Do this — Emit the line that holds "Where can the paved" and all lines following it through the end of the data, verbatim, and nothing else.

Records of labeled points:
## BEGIN

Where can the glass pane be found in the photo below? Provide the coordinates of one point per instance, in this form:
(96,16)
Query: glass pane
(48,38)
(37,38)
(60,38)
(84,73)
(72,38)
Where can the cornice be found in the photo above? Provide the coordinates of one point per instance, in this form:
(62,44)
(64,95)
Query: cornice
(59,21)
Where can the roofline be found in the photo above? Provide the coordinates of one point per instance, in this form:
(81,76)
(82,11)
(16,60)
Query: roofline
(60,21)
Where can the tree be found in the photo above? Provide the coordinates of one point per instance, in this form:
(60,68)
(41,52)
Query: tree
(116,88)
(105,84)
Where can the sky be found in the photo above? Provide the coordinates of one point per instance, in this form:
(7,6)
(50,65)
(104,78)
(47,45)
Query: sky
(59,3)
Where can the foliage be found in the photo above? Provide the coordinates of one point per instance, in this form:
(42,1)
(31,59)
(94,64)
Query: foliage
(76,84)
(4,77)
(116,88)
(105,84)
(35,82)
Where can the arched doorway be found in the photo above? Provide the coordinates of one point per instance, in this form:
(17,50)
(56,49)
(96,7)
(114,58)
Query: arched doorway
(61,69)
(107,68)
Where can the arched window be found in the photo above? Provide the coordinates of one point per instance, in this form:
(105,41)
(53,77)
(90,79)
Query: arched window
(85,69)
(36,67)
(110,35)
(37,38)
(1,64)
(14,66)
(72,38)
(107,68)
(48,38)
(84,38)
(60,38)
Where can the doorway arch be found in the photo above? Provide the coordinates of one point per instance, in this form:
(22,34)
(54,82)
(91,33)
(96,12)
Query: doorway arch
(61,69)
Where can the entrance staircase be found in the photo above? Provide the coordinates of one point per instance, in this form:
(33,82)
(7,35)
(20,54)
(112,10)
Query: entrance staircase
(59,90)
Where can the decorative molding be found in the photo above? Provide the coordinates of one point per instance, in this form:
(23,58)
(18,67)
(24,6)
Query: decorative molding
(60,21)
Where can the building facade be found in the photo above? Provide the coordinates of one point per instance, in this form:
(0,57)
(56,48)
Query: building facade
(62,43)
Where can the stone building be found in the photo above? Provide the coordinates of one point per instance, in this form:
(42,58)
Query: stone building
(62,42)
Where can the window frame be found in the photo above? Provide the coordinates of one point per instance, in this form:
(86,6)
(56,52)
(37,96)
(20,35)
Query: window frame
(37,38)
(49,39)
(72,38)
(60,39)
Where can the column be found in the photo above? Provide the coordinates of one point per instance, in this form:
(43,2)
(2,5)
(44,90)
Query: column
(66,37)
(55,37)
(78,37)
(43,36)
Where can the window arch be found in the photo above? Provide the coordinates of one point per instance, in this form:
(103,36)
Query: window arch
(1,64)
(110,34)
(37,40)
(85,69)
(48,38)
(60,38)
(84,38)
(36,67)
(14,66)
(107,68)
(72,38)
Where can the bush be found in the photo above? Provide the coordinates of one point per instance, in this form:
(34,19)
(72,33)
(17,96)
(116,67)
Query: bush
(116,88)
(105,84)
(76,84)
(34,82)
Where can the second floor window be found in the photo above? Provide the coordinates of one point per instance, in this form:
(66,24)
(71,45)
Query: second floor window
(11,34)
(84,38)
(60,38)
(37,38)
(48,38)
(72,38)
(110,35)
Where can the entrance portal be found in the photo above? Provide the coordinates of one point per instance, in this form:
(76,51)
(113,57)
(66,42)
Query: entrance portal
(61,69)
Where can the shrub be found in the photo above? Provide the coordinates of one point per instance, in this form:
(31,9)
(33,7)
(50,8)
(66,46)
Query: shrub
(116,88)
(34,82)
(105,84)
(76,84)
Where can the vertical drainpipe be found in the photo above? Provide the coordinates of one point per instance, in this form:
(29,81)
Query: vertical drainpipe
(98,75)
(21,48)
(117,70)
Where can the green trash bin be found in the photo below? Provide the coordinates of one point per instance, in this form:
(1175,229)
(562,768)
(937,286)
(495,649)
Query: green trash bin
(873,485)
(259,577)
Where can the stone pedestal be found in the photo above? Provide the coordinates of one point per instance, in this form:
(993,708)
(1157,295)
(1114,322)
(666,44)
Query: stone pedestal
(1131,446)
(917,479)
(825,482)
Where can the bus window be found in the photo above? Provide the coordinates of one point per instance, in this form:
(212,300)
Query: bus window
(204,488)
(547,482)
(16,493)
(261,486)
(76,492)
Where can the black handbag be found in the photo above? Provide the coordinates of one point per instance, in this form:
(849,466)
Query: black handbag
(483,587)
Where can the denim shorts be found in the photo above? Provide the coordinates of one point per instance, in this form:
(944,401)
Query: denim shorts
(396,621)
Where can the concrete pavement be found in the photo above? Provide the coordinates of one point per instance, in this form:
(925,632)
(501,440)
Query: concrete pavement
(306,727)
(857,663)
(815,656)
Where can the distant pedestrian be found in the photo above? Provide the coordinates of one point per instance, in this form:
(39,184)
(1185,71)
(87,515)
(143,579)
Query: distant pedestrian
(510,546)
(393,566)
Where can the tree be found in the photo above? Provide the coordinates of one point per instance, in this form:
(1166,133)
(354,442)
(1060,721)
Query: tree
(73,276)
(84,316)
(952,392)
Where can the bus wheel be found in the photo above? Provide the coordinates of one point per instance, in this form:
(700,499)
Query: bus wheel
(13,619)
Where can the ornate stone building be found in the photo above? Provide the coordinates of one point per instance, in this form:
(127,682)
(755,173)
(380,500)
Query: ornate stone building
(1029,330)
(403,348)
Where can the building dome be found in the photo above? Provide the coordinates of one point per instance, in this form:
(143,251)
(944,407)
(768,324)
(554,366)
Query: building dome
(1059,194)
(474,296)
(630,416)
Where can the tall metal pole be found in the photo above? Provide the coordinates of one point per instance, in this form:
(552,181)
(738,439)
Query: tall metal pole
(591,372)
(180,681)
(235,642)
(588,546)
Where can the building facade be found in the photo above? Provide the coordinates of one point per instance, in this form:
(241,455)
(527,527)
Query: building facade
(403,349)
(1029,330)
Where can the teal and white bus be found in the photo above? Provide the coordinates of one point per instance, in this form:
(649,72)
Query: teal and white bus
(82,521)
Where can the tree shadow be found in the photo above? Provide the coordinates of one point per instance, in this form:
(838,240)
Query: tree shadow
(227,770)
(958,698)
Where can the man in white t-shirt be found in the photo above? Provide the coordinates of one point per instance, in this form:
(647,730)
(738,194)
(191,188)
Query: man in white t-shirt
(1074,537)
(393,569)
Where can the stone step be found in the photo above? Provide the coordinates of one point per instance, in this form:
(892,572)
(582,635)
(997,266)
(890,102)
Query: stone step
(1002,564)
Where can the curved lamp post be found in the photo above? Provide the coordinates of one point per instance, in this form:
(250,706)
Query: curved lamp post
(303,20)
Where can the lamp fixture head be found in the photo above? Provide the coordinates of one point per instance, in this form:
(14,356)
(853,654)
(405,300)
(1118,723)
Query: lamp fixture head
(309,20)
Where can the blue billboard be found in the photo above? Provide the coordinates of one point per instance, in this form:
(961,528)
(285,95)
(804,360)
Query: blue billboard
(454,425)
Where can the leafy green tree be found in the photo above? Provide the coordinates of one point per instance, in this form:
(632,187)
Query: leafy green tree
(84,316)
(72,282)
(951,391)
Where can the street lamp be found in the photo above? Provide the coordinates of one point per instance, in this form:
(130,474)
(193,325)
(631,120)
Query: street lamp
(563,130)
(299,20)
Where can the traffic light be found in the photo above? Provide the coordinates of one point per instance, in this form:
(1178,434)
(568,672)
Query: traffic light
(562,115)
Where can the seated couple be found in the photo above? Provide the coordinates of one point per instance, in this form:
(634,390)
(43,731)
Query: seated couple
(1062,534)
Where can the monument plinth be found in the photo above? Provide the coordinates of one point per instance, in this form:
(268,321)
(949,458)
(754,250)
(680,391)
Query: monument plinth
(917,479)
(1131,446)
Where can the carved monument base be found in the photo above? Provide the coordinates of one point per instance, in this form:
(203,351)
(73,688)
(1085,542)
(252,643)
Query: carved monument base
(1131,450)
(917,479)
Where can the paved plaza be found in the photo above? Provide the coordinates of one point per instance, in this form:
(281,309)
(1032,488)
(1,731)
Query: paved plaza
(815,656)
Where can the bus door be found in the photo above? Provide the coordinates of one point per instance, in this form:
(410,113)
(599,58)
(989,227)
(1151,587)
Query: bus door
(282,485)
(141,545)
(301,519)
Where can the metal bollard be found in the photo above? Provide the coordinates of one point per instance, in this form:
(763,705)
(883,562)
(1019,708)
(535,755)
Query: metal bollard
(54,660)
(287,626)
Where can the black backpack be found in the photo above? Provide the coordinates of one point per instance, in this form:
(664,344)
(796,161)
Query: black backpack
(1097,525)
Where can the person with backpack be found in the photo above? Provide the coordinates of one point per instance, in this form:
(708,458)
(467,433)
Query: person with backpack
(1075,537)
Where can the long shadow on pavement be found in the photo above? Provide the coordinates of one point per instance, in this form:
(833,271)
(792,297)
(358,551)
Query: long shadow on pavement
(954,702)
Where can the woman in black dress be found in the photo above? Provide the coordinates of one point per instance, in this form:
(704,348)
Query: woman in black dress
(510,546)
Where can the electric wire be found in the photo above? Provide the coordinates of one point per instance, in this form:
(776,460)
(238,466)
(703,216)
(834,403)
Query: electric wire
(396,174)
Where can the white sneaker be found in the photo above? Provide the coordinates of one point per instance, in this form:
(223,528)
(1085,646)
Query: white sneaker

## END

Worked answer —
Where can the paved plaza be found in the photo above? Provide the coordinates of one point per instance, in this form:
(281,309)
(1032,488)
(1,731)
Query: paved plaza
(815,656)
Where can the bus door be found in the photo above? Provide the coordinates of one point per instance, in this form:
(410,113)
(599,58)
(989,227)
(1151,587)
Query: bus door
(282,485)
(141,545)
(301,519)
Where can the metal bollard be found in the photo above? Provide the coordinates of one point per instance, in this form:
(763,705)
(883,562)
(1019,708)
(535,755)
Query: metal bollard
(54,660)
(287,626)
Where can the black backpack be found in the photo above? Provide the coordinates of one point per instance, in this form:
(664,344)
(796,161)
Query: black backpack
(1097,525)
Where can the person with backpack be found in the photo above? Provide the coordinates of one point per instance, in this form:
(708,458)
(467,433)
Query: person with backpack
(1075,537)
Where can the long shadow on pavement be found in the photo above? Provide the coordinates of one point per instance, in this form:
(833,271)
(792,297)
(358,551)
Query: long shadow on pavement
(954,702)
Where can the woman in black dress be found in the photo above? Provide the coordinates of one point per instance, in this form:
(704,348)
Query: woman in black dress
(510,546)
Where can the electric wire be found in the photo above? Provide the coordinates of one point per instance, in this form:
(776,460)
(238,466)
(703,216)
(834,403)
Query: electric wire
(396,174)
Where can the white sneaker be found in the photo above? Provide the coordinates of one point per instance, in this form:
(223,528)
(1085,646)
Query: white sneaker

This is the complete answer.